- **ИСХОДНЫЙ ТЕКСТ**

Между прочим, в бригаде было обнаружено несколько больных сыпняком. Это, кажется, первый случай. Либефорт ходил озабоченный, отдавал строгие распоряжения профилактического характера. Я спросил его, какова причина этой вспышки.
– Весна, – улыбнулся он. – Ничего не поделаешь. Как ни боремся, какие карантины ни устанавливаем, ничего не помогает. Бойцы общаются с местным населением. Близкое знакомство с вшивыми девицами – и вот вам результаты. Весна!
Я пробыл в командировке ровно неделю. Назад в свое Векшино шел по совершенно сухой дороге. Половину пути проделал пешком, затем, к счастью, нагнала меня повозка, где сидел военный, согласившийся меня подвезти. Он ездил заготовлять картошку и мясо. Дорога шла лесом, за елями и голым осинником пылало низкое вечернее солнце, кругом было тихо – ни стрельбы, ни проклятого гудения в вышине. Проехали мимо нескольких бойцов на опушке, один из них, сидя на пне, играл на баяне. Ничто не напоминало фронта, войны.
– В мирное время тут бы теперь что было! – сказал мой попутчик. – Пташки поют, девки поют, цветы цветут. Эх!..
Вернувшись в редакцию, я сразу попал на совещание. Важное событие: по приказу ЦК партии формат армейских газет сокращается вдвое. Вместо четырех полос мы будем выходить на двух. Недостаток бумаги. Это означает предстоящее сокращение штатов.
Ведерник, правда, успокоил сотрудников, что о сокращении пока нет речи и вообще кадры должны быть сохранены, но вряд ли так будет. Во всяком случае, мне, писателю, теперь в газете делать нечего. Очевидно, дни дальнейшего моего пребывания в редакции сочтены. Я думаю об этом не без удовольствия. Что-то пошлет судьба? Куда теперь меня бросят? Редактор очень сух со мной. Похоже, за то время, которое я провел в командировке, он видел Лисицына и тот говорил обо мне. Будет второй выговор или нет? Интересно.
Почта не работает. Ни писем, ни газет. Мы отрезаны от мира. Хотел послать старичкам продовольственную посылку, деньги – и не могу.
Подписался на новый заем – на 1800 р. – полуторный оклад (от основного). Это значит, что в будущем месяце, если я еще сумею получить зарплату, то лишь смогу с трудом выделить деньги на содержание семьи. Мой оклад – 1200 р. основных, плюс 50 % гвардейских, плюс 25 % полевых. В общем, 2250 р. в месяц. 1250 р. посылаю родным и Берте.

- **ЧТО СДЕЛАТЬ**
[a] Соответствуют ли тексту о командировке и возвращении в редакцию следующие утверждения: (i) командировка продлилась неделю; (ii) армейские газеты будут выходить на четырех полосах вместо двух; (iii) подписка на новый заем составила 1800 р.? Для каждого ответьте «да» или «нет» и приведите решающие слова текста в точной цитате.
[b] Пожалуйста, допишите продолжение текста о командировке и возвращении в редакцию, начиная сразу после его последнего предложения.

- **ПРЕДОСТАВЛЕННЫЕ МАТЕРИАЛЫ**
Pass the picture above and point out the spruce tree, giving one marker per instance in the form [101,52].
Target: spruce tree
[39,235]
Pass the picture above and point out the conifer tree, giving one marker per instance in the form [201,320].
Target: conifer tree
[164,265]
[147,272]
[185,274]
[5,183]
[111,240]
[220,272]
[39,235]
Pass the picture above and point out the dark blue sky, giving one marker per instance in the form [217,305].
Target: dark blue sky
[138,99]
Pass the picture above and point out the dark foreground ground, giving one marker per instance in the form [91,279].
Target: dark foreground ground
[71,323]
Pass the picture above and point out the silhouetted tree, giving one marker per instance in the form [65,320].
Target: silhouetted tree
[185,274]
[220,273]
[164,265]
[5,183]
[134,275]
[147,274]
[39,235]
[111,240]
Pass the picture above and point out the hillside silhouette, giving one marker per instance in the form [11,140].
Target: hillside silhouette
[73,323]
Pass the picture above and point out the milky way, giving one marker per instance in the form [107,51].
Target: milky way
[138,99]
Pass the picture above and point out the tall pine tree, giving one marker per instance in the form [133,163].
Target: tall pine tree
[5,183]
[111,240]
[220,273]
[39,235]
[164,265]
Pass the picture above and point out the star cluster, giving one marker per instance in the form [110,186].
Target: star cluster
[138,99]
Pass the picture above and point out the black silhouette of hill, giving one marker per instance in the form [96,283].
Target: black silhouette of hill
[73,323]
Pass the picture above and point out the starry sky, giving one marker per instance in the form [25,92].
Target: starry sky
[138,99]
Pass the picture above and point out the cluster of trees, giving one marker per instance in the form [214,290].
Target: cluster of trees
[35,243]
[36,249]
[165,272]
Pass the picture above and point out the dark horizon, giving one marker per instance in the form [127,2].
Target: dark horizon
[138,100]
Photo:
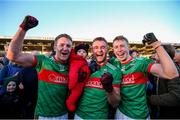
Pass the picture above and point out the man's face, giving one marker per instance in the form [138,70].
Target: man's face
[82,53]
[121,50]
[11,86]
[63,49]
[99,51]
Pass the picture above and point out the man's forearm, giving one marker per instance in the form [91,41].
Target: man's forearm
[16,44]
[166,62]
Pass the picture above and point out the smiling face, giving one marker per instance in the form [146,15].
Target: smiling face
[11,86]
[82,53]
[63,49]
[121,50]
[100,51]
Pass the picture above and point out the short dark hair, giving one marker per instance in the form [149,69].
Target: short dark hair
[100,39]
[121,38]
[170,50]
[63,35]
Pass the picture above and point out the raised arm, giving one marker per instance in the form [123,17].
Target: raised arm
[166,68]
[15,48]
[113,93]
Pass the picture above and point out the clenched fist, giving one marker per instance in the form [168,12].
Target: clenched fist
[149,38]
[29,22]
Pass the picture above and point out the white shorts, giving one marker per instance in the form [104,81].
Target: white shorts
[62,117]
[120,116]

- **ОТВЕТЫ ПО ЗАДАНИЯМ**
[a]
(i) Да: «Я пробыл в командировке ровно неделю.»
(ii) Нет: «Вместо четырех полос мы будем выходить на двух.»
(iii) Да: «Подписался на новый заем – на 1800 р.»

[b]
23 апреля
Мы перешли к «активной обороне». Вероятно, и на других фронтах та же картина. Наше зимнее наступление выдохлось. Мы отбросили врага, но дальше Можайска так и не продвинулись, а здесь, под Ленинградом, неся огромные потери, почти два месяца топчемся на месте. Настроение у меня пониженное. Я не вижу перспектив. Очевидно, война в затяжку, на измор.
Наши доморощенные стратеги рассуждают так: сейчас основная задача – перемолоть весенние резервы Гитлера, сорвать его пресловутое весеннее наступление, а там мы покажем.
Не знаю. Посмотрим.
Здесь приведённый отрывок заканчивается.